| Photo object pointing records |

- - -

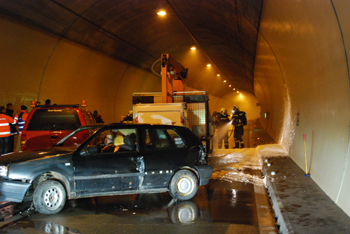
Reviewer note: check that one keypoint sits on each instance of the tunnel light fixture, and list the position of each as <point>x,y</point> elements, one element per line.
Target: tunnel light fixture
<point>161,13</point>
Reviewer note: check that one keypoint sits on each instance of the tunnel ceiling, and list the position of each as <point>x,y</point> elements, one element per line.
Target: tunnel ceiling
<point>224,32</point>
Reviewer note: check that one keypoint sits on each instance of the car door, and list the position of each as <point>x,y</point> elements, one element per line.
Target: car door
<point>165,151</point>
<point>108,162</point>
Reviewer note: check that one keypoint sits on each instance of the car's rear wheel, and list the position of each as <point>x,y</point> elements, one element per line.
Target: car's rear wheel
<point>49,197</point>
<point>183,185</point>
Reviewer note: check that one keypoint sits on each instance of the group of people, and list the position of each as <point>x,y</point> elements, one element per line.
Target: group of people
<point>10,126</point>
<point>223,122</point>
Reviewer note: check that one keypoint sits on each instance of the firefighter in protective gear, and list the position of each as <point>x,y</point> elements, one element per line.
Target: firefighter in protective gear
<point>239,119</point>
<point>128,118</point>
<point>5,131</point>
<point>22,117</point>
<point>222,123</point>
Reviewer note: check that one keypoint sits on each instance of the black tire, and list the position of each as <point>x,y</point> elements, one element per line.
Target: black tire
<point>49,197</point>
<point>183,185</point>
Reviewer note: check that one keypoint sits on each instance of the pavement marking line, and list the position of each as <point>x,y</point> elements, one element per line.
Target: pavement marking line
<point>266,221</point>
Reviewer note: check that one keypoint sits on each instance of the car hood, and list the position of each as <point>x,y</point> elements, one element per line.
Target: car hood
<point>34,154</point>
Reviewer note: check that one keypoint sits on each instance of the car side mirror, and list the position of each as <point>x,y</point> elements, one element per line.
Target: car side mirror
<point>90,150</point>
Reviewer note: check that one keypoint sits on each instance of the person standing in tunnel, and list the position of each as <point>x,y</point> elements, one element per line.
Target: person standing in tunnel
<point>98,117</point>
<point>47,102</point>
<point>11,140</point>
<point>222,124</point>
<point>5,131</point>
<point>128,118</point>
<point>22,118</point>
<point>239,119</point>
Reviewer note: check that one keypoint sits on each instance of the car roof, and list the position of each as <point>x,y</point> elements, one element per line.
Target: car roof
<point>59,106</point>
<point>130,125</point>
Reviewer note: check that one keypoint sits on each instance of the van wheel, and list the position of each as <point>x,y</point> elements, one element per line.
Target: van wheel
<point>183,185</point>
<point>49,197</point>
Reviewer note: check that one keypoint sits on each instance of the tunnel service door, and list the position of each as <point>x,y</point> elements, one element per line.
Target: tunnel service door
<point>109,163</point>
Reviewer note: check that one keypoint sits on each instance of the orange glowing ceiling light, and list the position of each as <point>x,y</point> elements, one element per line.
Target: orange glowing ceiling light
<point>161,13</point>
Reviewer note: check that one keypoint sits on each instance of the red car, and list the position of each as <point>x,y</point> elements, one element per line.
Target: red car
<point>47,124</point>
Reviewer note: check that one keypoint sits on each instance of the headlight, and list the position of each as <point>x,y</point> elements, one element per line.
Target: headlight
<point>3,171</point>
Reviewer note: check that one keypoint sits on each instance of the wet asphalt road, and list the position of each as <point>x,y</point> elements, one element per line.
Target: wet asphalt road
<point>219,207</point>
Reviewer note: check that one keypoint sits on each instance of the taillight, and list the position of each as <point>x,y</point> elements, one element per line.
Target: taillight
<point>23,142</point>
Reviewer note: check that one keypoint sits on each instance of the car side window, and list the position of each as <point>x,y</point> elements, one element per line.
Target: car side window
<point>162,139</point>
<point>112,141</point>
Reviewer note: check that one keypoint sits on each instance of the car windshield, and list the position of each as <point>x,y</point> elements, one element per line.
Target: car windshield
<point>77,137</point>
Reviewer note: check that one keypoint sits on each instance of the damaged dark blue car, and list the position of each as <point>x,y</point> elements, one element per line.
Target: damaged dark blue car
<point>114,159</point>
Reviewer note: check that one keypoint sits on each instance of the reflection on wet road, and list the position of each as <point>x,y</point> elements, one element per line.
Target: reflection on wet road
<point>234,201</point>
<point>219,207</point>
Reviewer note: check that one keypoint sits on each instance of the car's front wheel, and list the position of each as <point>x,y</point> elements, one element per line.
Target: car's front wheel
<point>49,197</point>
<point>183,185</point>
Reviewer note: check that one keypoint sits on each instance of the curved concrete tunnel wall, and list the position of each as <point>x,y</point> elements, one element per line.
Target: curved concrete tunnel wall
<point>302,68</point>
<point>36,65</point>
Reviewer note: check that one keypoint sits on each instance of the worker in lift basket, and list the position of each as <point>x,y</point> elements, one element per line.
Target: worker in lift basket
<point>239,119</point>
<point>222,124</point>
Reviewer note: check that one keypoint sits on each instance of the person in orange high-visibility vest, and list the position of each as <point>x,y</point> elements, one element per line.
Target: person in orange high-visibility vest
<point>22,117</point>
<point>5,131</point>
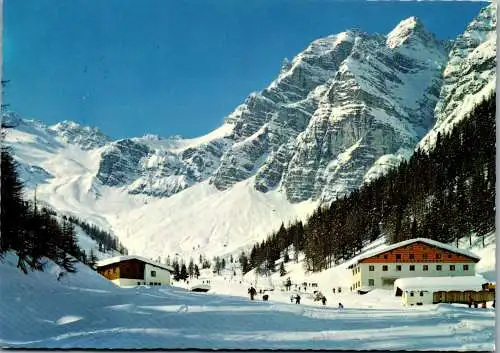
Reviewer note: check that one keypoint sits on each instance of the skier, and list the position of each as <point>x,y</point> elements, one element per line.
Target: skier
<point>297,299</point>
<point>252,292</point>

- - -

Turn the part of the records that opens with the line containing "of the black" and closes with the line containing "<point>266,221</point>" into a numbered list, one line per item, with blank lines left out.

1. Reviewer note: check that one keypoint sits on each instance of the black tire, and list the position of each as <point>x,y</point> elements, one element per line.
2. Target: black tire
3. <point>49,197</point>
4. <point>183,185</point>
5. Reviewer note: check that one keypoint sits on each instance of the pavement marking line, and list the position of each as <point>x,y</point> elements, one element per line.
6. Target: pavement marking line
7. <point>266,221</point>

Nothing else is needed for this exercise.